*** Begin section ***

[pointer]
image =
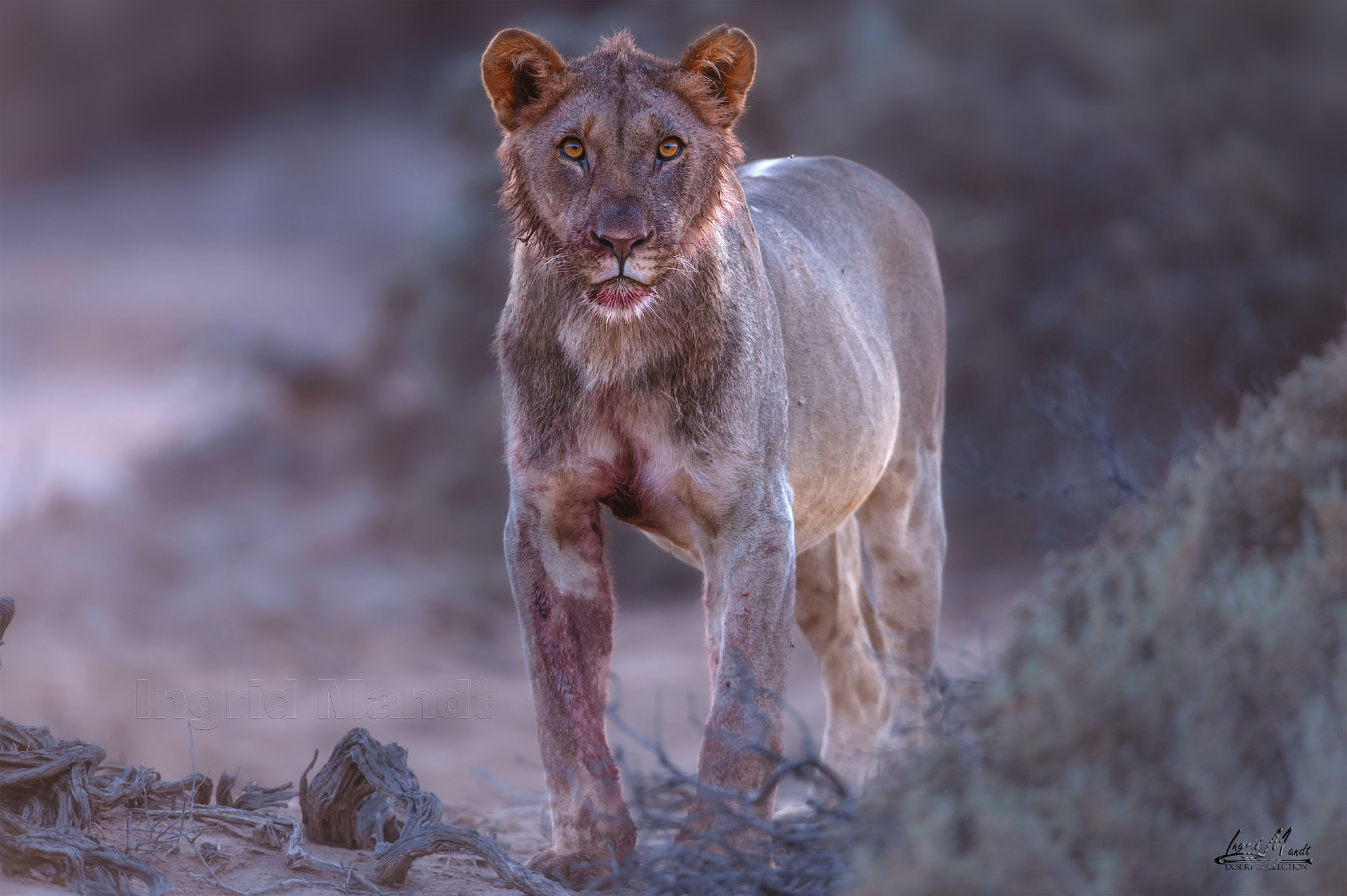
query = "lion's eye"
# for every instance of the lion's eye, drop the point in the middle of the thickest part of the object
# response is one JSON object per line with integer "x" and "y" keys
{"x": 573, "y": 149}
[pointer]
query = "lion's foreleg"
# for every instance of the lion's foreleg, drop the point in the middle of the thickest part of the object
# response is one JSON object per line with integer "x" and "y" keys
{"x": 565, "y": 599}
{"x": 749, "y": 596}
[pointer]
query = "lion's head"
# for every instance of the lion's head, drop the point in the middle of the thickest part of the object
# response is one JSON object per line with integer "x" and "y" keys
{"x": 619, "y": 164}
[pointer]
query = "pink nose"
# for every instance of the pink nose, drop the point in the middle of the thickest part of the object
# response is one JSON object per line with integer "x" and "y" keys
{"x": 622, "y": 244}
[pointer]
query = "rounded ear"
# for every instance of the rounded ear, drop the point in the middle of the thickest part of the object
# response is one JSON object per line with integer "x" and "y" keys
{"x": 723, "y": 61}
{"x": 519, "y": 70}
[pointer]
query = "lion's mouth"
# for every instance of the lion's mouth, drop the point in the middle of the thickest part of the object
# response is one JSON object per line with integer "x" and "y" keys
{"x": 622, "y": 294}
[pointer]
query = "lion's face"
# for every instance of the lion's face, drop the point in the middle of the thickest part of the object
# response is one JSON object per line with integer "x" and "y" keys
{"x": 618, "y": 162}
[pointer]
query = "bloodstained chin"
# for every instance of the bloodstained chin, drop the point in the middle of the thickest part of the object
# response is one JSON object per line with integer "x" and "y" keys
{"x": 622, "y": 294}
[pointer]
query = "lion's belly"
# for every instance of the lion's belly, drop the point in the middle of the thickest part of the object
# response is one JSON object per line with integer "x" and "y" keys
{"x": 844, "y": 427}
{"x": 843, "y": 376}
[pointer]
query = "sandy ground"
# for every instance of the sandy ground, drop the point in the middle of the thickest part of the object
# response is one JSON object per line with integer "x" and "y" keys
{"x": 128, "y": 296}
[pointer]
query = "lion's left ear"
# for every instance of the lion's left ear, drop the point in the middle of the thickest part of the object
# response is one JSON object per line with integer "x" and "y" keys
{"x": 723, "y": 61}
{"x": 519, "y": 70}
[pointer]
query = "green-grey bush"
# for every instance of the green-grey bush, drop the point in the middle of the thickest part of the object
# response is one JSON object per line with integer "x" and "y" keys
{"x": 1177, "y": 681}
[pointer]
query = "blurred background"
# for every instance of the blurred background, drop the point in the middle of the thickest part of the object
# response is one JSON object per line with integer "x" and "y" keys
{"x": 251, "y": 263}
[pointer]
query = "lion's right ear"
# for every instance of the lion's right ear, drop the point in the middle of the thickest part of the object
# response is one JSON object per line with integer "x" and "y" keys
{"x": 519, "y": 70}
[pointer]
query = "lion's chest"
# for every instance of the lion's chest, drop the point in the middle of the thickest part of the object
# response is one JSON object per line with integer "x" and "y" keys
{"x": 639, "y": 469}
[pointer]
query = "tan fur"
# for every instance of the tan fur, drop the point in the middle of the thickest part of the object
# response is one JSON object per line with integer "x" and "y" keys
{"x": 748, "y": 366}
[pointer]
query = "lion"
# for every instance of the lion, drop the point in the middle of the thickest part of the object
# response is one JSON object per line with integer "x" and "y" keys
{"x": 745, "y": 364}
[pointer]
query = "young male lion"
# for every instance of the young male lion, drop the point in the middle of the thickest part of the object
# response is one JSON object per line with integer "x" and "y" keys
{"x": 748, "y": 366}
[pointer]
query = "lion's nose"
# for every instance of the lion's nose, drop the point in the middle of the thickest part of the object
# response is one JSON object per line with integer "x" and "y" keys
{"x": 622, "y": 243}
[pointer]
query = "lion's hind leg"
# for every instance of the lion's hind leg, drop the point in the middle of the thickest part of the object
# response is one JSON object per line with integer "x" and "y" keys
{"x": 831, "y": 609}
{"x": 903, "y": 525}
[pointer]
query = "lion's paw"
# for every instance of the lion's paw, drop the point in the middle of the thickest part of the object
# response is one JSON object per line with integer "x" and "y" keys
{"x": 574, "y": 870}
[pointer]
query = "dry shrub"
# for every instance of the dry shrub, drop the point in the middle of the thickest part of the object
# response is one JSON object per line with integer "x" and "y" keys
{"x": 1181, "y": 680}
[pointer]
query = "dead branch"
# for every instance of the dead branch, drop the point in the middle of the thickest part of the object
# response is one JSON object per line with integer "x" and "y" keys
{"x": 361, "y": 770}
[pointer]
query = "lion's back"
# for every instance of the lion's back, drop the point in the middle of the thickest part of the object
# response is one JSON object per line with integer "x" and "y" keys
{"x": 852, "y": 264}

*** End section ***

• Task instructions: Exactly as written above, print every record, and keep the pictures out.

• Task answer:
[pointer]
image =
query = "lion's eye"
# for every instance of the lion's eye, drop the point in the middle of the thickest part of the object
# response is one JSON object per line with integer "x" and "y" keys
{"x": 573, "y": 149}
[pointer]
query = "lion's foreleg"
# for every instance of the lion's foreleg, drop the point in the middle of the thickest part of the object
# response is one JSON object per line with integer "x" and "y" keys
{"x": 565, "y": 599}
{"x": 749, "y": 596}
[pointer]
query = "lion's head"
# for every instance of the lion's head, drop the point in the middle of the thickest part of the object
# response is one JSON object per line with integer "x" and "y" keys
{"x": 619, "y": 164}
[pointer]
query = "pink nose"
# for every instance of the pink nose, drop the point in the middle of the thickest part of the object
# response is one JSON object per line with integer "x" and "y" keys
{"x": 622, "y": 244}
[pointer]
query = "rounded ear"
# for every instance of the rounded ear, drop the point in the middle of the thickest part of the object
# response is one JSON object per line with integer "x" and "y" keys
{"x": 723, "y": 61}
{"x": 519, "y": 70}
[pointer]
query = "lion's mouth"
# for every instance of the lion's mouth, drop the point in the middle of the thickest part of the object
# response is one JSON object per line with integer "x" and "y" keys
{"x": 622, "y": 294}
[pointer]
query = "lion's face"
# for every instance of the lion's face, drop the point in the middle of the thickest part of the object
# response is one JSON object per line with integer "x" and "y" keys
{"x": 618, "y": 162}
[pointer]
query = "bloodstained chin"
# for every instance of the bloodstained chin, drop the point in the middle of the thickest part of the object
# response is one JSON object per line with integer "x" and "y" keys
{"x": 622, "y": 294}
[pointer]
query = "lion's belly"
# for every instance of the lion's belly, drop the point in the middle of the thickest part of the object
# response is one JSON object per line with integer "x" and "y" keys
{"x": 844, "y": 427}
{"x": 843, "y": 376}
[pointer]
query = "sandy ground"
# for every instance of the sandy ground, drop the point in the middle of the thickest part of the object
# response is one JSON object per line with integer "x" and "y" keys
{"x": 128, "y": 296}
[pointer]
query = "lion's left ear"
# for every instance of the lion's left ear, drop the point in the middle of the thickest part of the object
# response is one JSON object per line with integer "x" and "y" keys
{"x": 723, "y": 61}
{"x": 519, "y": 70}
[pointer]
query = "green-grey bush"
# for every instance of the green-grey bush, drop the point in the middle of the thickest part of the object
# response is one JSON object per line with integer "x" and "y" keys
{"x": 1177, "y": 681}
[pointer]
query = "blurred background"
# for every instance of the blurred background, drop the point in the middle of the thickest part of the object
# response is one JSON object per line with integer "x" and "y" keys
{"x": 251, "y": 263}
[pointer]
query = "lion's right ear"
# for every instance of the lion's right ear, drop the point in the middle of the thickest part of the object
# response is one JSON object per line with integer "x" and "y" keys
{"x": 519, "y": 70}
[pointer]
query = "lion's chest"
# for every instance of the lion's chest, drop the point in the middle of the thickest part of the object
# response is one JSON object per line with integer "x" and "y" keys
{"x": 639, "y": 469}
[pointer]
query = "tan fur"
# for every instance of the tan fur, drop the point in the middle of the thickest part of the object
# response is one JSON object per line with integer "x" and "y" keys
{"x": 748, "y": 366}
[pointer]
query = "lion"
# for every instance of the lion, drop the point in the middle of the thickest part of the object
# response is one JSON object per line with integer "x" and "y" keys
{"x": 745, "y": 364}
[pointer]
query = "young male lion"
# for every instance of the young male lion, drop the point in the middle of the thickest part of the object
# response is one JSON object per line with integer "x" and "y" keys
{"x": 748, "y": 366}
[pointer]
query = "lion's nose"
# for every instance of the lion's nose, drop the point in the middle of the thickest part of the object
# response is one JSON object per line with integer "x" and "y" keys
{"x": 622, "y": 243}
[pointer]
query = "lion's hind leg"
# for every instance of the lion's hind leg, drop the point in the middle of the thickest part of the object
# response is one JSON object per line with integer "x" and "y" keys
{"x": 831, "y": 609}
{"x": 903, "y": 525}
[pointer]
query = "lion's paw"
# for every instance of the lion's paw, drop the point in the middle of the thickest part of the object
# response is one JSON object per line with integer "x" and "y" keys
{"x": 574, "y": 870}
[pointer]
query = "dry shrub"
# for every instance of the dry shrub, drop the point in the middle of the thickest part of the object
# response is one JSON object per line with integer "x" and "y" keys
{"x": 1181, "y": 680}
[pointer]
query = "dead branch"
# for every instance of the dead branch, drop the point in the middle of the thickest part of the object
# response is one JSON object per line with integer "x" and "y" keys
{"x": 361, "y": 770}
[pointer]
query = "lion's back"
# for every instance of the lion's back, drop the point in the middle of the thickest part of the object
# response is one JSON object per line with integer "x" and "y" keys
{"x": 852, "y": 264}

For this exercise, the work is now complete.